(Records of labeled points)
--------------------------------
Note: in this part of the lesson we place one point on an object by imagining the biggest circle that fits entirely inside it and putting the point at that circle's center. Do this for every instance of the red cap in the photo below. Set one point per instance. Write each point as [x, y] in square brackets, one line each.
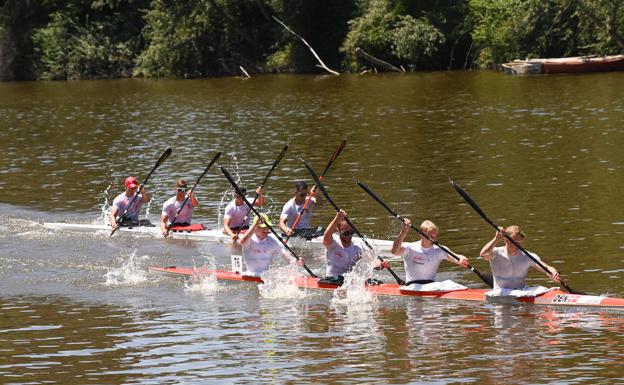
[131, 182]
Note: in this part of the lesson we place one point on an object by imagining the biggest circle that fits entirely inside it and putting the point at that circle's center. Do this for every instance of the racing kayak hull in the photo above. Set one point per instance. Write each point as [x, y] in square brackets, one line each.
[210, 235]
[554, 297]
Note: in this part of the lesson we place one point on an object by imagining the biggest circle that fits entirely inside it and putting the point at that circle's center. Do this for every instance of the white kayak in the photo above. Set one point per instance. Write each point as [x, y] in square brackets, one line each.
[210, 235]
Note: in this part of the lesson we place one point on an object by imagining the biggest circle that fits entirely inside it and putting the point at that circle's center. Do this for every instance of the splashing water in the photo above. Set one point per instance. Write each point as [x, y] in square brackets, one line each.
[281, 283]
[353, 290]
[203, 280]
[105, 207]
[130, 273]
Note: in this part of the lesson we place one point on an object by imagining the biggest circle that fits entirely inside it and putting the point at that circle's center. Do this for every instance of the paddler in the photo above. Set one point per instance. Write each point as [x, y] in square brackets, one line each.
[259, 248]
[172, 206]
[509, 264]
[236, 217]
[126, 201]
[341, 251]
[295, 208]
[422, 259]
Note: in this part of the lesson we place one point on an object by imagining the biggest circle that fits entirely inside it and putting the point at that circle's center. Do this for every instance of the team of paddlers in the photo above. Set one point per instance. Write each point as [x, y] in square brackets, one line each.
[509, 263]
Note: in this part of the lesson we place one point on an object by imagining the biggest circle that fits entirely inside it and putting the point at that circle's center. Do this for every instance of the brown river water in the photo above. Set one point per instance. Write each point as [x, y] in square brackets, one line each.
[542, 152]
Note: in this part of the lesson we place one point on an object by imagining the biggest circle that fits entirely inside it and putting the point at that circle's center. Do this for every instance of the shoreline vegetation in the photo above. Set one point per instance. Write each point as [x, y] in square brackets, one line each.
[94, 39]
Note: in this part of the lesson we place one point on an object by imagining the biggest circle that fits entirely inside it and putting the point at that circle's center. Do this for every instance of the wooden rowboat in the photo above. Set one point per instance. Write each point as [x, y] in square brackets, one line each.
[577, 64]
--------------------------------
AIM
Repeat the listing in full and exactly. Do not include any images.

FULL ANSWER
Note: in this part of the lesson we place one point on an object by imagining the biggest circle that fits entirely inside it and putting the point at that circle's center. Do this for every instance of the red cap in the photo below. Set one point per instance. Write each point as [x, y] in square brackets, one line each.
[131, 182]
Note: in this part of the lesson we place one point on an object by imagining the biggest circle that fits entirely inside it and putting the point at that circle's center. Do this for every instance of the racing kayak hull in the photo above. Set one point per instance. Write each point as [x, y] in square brackets, one line each.
[210, 235]
[554, 297]
Note: in this part of the lesson we place one point on an object by imagining the biggest circle that fits entirely inside it and putting the point at that circle's center. Do this for every instance of the white kayak in the photo above. Set one point per instance. Write each point as [x, y] in square brackets, one line each.
[210, 235]
Note: in this part of the lesson we place one point on an object by imagining the biggest circle that fits entirely inside it and putting the point at that circle's center. Do this for every instance of the splashing water in the photo above. Set one point per instance. Write each point as [x, y] in square brackets, one line each.
[281, 283]
[353, 290]
[203, 280]
[105, 207]
[130, 273]
Note: in this part of the lesson we place one point on an object by imagining the biggest circle that fits entirely inside it and putting the point at that circle's center. Do this for every instance of the paddler in the photo above. Set one point per instance. Write each point as [x, y] in square brackets, one line each.
[259, 248]
[172, 206]
[509, 264]
[236, 217]
[126, 201]
[341, 251]
[295, 208]
[422, 259]
Note: in this part of the lesson we place one point on an object by imagining the biggest circle that fits entirely inside it and putting the point at that circle's center. Do this for every instance of the team of paddlers in the photo above. Set one point per instance. Write each point as [x, y] in square brackets, one line each.
[509, 263]
Note: in this part of the lesson we place one point on an object by imagining the biggest circle that fits entirely inside it and putting the point at that circle's center. Do this for every instance of the brown river water in the photo above. Set one point per instance. Write each point as [x, y] in square brackets, one line each.
[542, 152]
Note: in this part of the lesson we place one point on an object by imagining the biggest circle that fits entirely inside it and putting the point at that circle's center. Do this for every instance of the shoreline vegetation in the photo above. Set one point per instance. Write each point as [x, y] in square brackets, one line each.
[94, 39]
Note: in this part of the lesson we place one point on an object by imagining the biggest circle that fits entirely inside it and putting the point at that circle's center. Do this for every instance of the wooden rowboat in the photo above. Set one point per instance. Write each point as [x, y] in square brackets, one line each.
[577, 64]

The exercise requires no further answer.